§ **Direction**:
Write out exactly the lines running from the one that contains "Would you kindly indicate the chrome" through the end of the material.

======== Input ========

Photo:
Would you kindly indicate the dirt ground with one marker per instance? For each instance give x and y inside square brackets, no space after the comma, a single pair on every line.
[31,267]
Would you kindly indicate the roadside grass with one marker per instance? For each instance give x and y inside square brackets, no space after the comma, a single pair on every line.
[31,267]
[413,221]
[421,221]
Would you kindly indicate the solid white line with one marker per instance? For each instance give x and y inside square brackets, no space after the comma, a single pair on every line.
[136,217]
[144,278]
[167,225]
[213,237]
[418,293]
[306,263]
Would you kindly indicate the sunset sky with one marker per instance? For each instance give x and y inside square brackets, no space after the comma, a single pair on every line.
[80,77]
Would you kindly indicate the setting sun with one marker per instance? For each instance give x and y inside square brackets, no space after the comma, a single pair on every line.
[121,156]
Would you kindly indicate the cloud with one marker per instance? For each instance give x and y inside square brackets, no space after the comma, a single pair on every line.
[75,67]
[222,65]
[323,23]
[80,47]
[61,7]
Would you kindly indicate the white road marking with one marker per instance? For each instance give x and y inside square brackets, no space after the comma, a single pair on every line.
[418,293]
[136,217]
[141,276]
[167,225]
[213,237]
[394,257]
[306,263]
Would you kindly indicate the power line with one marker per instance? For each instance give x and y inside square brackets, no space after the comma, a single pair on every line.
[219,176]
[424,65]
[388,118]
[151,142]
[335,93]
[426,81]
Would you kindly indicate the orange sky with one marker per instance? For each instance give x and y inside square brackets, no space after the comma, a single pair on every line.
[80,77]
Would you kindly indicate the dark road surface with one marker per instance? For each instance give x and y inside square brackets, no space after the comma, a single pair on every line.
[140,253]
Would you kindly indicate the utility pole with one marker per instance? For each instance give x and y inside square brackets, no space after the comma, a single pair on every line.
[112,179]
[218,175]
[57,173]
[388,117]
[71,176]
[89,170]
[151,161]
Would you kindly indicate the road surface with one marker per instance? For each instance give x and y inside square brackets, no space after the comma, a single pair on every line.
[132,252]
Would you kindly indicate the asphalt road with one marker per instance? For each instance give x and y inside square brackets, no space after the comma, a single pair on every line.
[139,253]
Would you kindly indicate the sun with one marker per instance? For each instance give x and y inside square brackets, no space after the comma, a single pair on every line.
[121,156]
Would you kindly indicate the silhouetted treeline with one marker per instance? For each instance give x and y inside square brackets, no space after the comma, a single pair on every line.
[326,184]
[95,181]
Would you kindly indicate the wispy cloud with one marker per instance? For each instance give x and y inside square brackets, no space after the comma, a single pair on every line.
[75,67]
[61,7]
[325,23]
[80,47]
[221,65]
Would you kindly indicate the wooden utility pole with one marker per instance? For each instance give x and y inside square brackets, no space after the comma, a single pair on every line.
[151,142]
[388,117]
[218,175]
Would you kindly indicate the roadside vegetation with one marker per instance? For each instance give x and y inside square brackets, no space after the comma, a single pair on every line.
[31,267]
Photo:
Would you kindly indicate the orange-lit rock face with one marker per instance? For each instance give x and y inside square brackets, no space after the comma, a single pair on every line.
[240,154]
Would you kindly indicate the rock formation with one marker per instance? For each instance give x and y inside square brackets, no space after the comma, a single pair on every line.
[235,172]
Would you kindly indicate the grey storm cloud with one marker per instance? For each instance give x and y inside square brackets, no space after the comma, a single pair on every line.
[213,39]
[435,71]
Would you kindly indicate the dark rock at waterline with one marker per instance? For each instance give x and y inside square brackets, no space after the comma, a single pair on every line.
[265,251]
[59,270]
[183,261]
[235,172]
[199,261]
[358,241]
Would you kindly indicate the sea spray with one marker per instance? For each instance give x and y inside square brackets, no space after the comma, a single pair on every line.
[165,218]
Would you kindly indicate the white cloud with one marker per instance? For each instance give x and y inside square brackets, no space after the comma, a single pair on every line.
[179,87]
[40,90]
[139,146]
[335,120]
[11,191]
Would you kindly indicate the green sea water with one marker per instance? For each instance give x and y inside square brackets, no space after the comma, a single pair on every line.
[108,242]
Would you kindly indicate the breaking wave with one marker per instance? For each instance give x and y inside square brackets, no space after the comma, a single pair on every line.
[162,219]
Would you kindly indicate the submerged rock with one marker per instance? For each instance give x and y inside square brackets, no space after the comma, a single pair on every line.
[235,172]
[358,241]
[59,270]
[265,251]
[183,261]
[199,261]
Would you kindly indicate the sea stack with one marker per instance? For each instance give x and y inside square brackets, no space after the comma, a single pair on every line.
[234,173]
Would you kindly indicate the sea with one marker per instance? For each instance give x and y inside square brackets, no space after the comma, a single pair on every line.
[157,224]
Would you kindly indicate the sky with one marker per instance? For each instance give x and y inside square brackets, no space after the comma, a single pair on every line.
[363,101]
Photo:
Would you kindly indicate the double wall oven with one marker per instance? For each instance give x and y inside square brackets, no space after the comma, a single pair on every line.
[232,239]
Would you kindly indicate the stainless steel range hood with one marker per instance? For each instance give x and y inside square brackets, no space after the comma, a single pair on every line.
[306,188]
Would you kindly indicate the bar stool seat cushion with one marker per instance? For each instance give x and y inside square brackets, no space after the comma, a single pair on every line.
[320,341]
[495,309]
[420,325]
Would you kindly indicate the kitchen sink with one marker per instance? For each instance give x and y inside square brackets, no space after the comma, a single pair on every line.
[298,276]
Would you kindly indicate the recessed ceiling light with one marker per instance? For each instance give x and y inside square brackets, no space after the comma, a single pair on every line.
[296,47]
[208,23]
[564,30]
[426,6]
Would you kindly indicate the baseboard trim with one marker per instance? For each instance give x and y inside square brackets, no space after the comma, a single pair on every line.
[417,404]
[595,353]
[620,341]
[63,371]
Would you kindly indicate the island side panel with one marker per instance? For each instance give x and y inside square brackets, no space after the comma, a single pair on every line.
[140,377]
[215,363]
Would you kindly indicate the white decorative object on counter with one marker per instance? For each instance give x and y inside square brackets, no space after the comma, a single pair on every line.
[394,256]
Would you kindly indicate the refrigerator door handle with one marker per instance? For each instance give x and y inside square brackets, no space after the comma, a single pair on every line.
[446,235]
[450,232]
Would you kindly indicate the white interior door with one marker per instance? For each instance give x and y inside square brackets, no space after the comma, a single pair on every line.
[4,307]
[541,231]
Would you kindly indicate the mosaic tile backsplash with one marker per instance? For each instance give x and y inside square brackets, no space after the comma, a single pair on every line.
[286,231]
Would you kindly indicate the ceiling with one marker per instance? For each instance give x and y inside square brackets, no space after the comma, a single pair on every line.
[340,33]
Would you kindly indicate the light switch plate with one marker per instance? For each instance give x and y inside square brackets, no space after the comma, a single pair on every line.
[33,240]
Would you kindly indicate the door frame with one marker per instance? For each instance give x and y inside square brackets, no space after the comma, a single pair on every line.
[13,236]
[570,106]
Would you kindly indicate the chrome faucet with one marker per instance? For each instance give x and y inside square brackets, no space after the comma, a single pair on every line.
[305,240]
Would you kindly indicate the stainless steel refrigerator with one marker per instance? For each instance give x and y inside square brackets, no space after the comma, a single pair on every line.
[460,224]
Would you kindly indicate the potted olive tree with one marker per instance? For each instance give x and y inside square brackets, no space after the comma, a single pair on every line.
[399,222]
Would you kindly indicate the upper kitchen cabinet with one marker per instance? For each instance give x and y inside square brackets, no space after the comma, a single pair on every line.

========

§ **Exercise result**:
Would you kindly indicate the chrome faucet with one marker per instance? For each instance give x and y inside square brackets, no space after the comma, a single pair on every line.
[305,240]
Would you kindly indicate the stainless steel refrigerator with one marker per instance? For each instance give x and y inside square brackets, no space after the comma, a single pair on every line.
[460,224]
Would you kindly indicate the potted olive tree with one marker per instance? For each instance give x and y inside square brackets, no space after the comma, a single pair on every line.
[399,222]
Would you kindly indicate the upper kitchen cabinet with one marker per instance? For each instance give x and y inside square brackets, no space after the comma, a single pair on every line.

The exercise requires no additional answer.